[Task directions]: All material below is to be reproduced exactly.

[Dataset rows]
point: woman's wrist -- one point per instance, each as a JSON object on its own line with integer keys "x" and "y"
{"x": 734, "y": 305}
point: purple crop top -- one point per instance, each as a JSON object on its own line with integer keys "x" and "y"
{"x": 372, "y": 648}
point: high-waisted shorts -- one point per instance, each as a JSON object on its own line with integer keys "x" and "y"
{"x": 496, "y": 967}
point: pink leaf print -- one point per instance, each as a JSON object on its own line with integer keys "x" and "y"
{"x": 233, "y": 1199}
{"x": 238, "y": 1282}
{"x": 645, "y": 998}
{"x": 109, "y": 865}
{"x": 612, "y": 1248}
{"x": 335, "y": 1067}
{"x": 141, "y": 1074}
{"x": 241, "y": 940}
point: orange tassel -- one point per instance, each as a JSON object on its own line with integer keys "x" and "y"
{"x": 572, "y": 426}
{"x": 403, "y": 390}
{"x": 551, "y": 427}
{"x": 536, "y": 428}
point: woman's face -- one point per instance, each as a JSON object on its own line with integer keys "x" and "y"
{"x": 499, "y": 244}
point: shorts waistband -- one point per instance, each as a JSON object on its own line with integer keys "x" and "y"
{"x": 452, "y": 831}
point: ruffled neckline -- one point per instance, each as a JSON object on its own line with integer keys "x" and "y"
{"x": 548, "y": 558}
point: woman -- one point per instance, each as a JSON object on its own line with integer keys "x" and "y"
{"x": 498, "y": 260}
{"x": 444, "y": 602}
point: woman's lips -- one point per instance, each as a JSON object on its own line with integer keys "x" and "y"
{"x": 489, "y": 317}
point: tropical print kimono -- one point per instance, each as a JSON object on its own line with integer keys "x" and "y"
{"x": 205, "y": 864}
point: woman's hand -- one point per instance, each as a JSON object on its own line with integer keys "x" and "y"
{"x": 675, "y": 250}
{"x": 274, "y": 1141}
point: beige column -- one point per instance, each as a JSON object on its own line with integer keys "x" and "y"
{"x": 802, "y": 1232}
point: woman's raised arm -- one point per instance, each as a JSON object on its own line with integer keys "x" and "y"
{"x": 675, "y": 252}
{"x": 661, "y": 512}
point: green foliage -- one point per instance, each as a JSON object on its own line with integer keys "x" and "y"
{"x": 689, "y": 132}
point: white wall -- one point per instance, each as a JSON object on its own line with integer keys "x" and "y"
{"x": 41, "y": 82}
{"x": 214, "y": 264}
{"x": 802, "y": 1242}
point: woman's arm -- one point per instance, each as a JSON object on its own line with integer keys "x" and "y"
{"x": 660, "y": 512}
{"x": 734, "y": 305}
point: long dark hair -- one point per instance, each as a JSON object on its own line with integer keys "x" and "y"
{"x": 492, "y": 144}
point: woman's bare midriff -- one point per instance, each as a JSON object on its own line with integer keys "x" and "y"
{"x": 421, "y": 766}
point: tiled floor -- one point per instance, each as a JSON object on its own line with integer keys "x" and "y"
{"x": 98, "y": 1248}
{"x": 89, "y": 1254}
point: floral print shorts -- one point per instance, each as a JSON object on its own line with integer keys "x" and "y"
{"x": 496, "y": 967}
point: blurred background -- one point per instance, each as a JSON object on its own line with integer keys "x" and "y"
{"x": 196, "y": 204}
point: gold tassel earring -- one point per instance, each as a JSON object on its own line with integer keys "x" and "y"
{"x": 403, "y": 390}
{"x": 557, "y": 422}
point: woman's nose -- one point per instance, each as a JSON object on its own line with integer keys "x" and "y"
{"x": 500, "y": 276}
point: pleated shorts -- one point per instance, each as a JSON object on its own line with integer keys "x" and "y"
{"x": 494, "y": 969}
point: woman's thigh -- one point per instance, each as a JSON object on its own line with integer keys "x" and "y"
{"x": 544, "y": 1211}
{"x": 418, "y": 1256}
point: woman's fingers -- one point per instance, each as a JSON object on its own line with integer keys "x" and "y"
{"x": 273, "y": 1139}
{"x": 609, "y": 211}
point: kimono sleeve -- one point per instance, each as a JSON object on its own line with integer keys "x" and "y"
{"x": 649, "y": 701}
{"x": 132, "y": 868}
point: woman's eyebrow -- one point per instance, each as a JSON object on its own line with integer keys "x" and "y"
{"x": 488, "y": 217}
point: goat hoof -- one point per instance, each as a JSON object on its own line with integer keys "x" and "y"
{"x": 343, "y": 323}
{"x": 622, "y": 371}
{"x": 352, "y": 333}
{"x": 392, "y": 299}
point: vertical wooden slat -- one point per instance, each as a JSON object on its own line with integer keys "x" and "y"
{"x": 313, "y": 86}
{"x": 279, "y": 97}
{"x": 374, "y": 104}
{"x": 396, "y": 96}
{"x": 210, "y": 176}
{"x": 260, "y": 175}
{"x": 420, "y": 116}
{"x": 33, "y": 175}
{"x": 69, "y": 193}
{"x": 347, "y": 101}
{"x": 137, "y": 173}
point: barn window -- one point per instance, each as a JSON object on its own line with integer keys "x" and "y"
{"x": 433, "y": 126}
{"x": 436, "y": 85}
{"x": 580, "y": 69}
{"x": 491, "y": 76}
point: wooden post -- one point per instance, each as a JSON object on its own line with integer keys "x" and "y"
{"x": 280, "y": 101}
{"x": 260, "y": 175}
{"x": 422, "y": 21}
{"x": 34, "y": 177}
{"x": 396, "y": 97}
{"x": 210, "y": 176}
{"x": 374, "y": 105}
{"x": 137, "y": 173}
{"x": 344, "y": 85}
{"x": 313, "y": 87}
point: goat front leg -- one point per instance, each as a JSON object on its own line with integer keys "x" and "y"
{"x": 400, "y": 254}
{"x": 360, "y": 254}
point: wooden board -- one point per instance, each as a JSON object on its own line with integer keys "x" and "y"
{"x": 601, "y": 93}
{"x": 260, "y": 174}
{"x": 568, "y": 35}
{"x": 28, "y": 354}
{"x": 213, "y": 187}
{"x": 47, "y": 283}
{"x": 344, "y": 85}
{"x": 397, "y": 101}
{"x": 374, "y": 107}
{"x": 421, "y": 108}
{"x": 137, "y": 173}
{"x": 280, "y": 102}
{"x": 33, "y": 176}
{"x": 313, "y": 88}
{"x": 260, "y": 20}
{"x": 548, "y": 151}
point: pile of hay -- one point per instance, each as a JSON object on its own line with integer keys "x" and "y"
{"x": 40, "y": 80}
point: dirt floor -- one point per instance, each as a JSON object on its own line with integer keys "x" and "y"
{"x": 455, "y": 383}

[Solution to the exercise]:
point: woman's wrist -- one point per instance, each as a JSON object on its own line with integer keys "x" and "y"
{"x": 734, "y": 305}
point: purple crop top -- one point per instance, each as a JSON object on its own line with integer keys "x" and "y"
{"x": 372, "y": 648}
point: high-waisted shorts -- one point per instance, each as a JSON object on its own line with integer keys "x" and "y"
{"x": 496, "y": 967}
point: pink leaf print -- one point per instance, each as a JSON object on its own line with integer keys "x" and "y"
{"x": 233, "y": 1199}
{"x": 238, "y": 1282}
{"x": 645, "y": 998}
{"x": 109, "y": 865}
{"x": 612, "y": 1248}
{"x": 335, "y": 1067}
{"x": 141, "y": 1074}
{"x": 241, "y": 940}
point: orange tassel -- one point per instance, each as a JSON object on its own line with integer keys "x" and "y"
{"x": 572, "y": 426}
{"x": 403, "y": 390}
{"x": 551, "y": 427}
{"x": 536, "y": 428}
point: woman's face -- one point per instance, each as a JSON object on its own line with integer keys "x" and "y"
{"x": 499, "y": 244}
point: shorts waistband -- one point per instance, each as a JSON object on its own line with integer keys "x" and "y"
{"x": 452, "y": 831}
point: ruffled neckline -- one point per instance, each as a JSON object on its own line with integer keys "x" and "y"
{"x": 548, "y": 558}
point: woman -- one point per instance, each as a JSON object on its own line with integer keys "x" and "y"
{"x": 498, "y": 260}
{"x": 444, "y": 602}
point: woman's lips -- one point per instance, each as a JSON object on its own line with integer keys "x" and "y"
{"x": 489, "y": 317}
point: tropical print kimono -- one point per instance, each as a JSON object on its own line with integer keys "x" and "y"
{"x": 205, "y": 864}
point: woman's hand -- one point per instance, each as a JSON object on its own line with integer keys "x" and "y"
{"x": 675, "y": 250}
{"x": 274, "y": 1141}
point: beige column -- one point per instance, each as a JSON object on its own line with integer keys "x" and "y"
{"x": 802, "y": 1232}
point: woman's raised arm -- one point per instance, each as a JSON object on its own line with integer keys "x" and "y"
{"x": 675, "y": 252}
{"x": 661, "y": 512}
point: green foliage -- one point per instance, each as a JSON object on its own line with integer keys "x" and "y"
{"x": 689, "y": 132}
point: white wall -- one point per instance, each as a JSON object on its own line with integer keys "x" and "y"
{"x": 41, "y": 82}
{"x": 214, "y": 264}
{"x": 802, "y": 1242}
point: woman's arm -- one point per instance, each as a JSON object on its own line with integer keys "x" and "y"
{"x": 660, "y": 512}
{"x": 734, "y": 305}
point: long dark hair -- one point per instance, each as a JSON object on its own line with integer keys "x" and "y"
{"x": 492, "y": 144}
point: woman's bare midriff -- one point per instance, each as a JSON object on its own line with integer keys "x" and "y"
{"x": 421, "y": 766}
point: tiled floor -- one point per instance, each as a JSON object on its own line with integer keys "x" and "y"
{"x": 98, "y": 1248}
{"x": 89, "y": 1254}
point: floral print shorts -- one point per instance, each as a JSON object on its own line with integer keys "x" and "y"
{"x": 496, "y": 967}
point: blurred background -- one point per instance, each as a JSON object on its own line with integer keys "x" and "y"
{"x": 196, "y": 204}
point: gold tassel earring -- one point per instance, each as a JSON object on its own line with integer keys "x" and "y"
{"x": 403, "y": 390}
{"x": 557, "y": 422}
point: woman's nose -- one point per instance, each as a JSON object on its own line with integer keys "x" and "y"
{"x": 500, "y": 276}
point: pleated shorts -- one point per instance, each as a JSON object on its own line with integer keys "x" and "y"
{"x": 494, "y": 969}
point: woman's thigh -- one point per instance, each as a JSON object on its own line with integer keys "x" and "y"
{"x": 544, "y": 1211}
{"x": 418, "y": 1256}
point: woman's fingers -- one point per instance, each as a JSON object on its own line with integer keys "x" and "y"
{"x": 273, "y": 1139}
{"x": 609, "y": 211}
point: kimono sleeve -- one point per instance, each as a JSON object on its own line with integer keys "x" and "y"
{"x": 649, "y": 701}
{"x": 132, "y": 868}
point: woman's eyebrow -- one point per instance, each as a JSON object on its own line with integer keys "x" and "y"
{"x": 488, "y": 217}
point: goat hoof -- one point per instance, each as a JSON object on its own line with integer keys "x" and "y"
{"x": 343, "y": 323}
{"x": 622, "y": 371}
{"x": 352, "y": 333}
{"x": 392, "y": 299}
point: vertical wooden slat -- one point per instance, each as a JSON object on its own line with integer keys "x" and "y"
{"x": 313, "y": 86}
{"x": 279, "y": 97}
{"x": 374, "y": 104}
{"x": 396, "y": 96}
{"x": 210, "y": 176}
{"x": 260, "y": 175}
{"x": 420, "y": 116}
{"x": 33, "y": 175}
{"x": 69, "y": 193}
{"x": 347, "y": 101}
{"x": 137, "y": 173}
point: barn window -- one point per instance, each as a JSON object on its own line with integer keys "x" and "y"
{"x": 433, "y": 126}
{"x": 436, "y": 85}
{"x": 580, "y": 69}
{"x": 491, "y": 76}
point: wooden post -- one point per instance, each as a JSON object on its own line with integer keys "x" and "y"
{"x": 280, "y": 101}
{"x": 260, "y": 175}
{"x": 422, "y": 21}
{"x": 34, "y": 177}
{"x": 396, "y": 97}
{"x": 210, "y": 176}
{"x": 374, "y": 105}
{"x": 137, "y": 173}
{"x": 344, "y": 85}
{"x": 313, "y": 87}
point: goat front leg -- one point per instance, each as a JSON object on its own line with integer keys "x" and "y"
{"x": 400, "y": 254}
{"x": 360, "y": 254}
point: wooden board -- one point per instance, each as a JSON object on its own line with integer keys "x" and "y"
{"x": 601, "y": 93}
{"x": 260, "y": 174}
{"x": 568, "y": 35}
{"x": 28, "y": 354}
{"x": 213, "y": 187}
{"x": 47, "y": 283}
{"x": 344, "y": 85}
{"x": 397, "y": 101}
{"x": 374, "y": 107}
{"x": 421, "y": 108}
{"x": 137, "y": 173}
{"x": 280, "y": 102}
{"x": 33, "y": 176}
{"x": 313, "y": 88}
{"x": 260, "y": 20}
{"x": 548, "y": 151}
point: pile of hay -- one point per instance, each as a JSON object on its own line with integer keys "x" and "y"
{"x": 40, "y": 80}
point: dirt floor -- one point per instance, each as a JSON object on its own line with integer keys "x" and "y"
{"x": 455, "y": 383}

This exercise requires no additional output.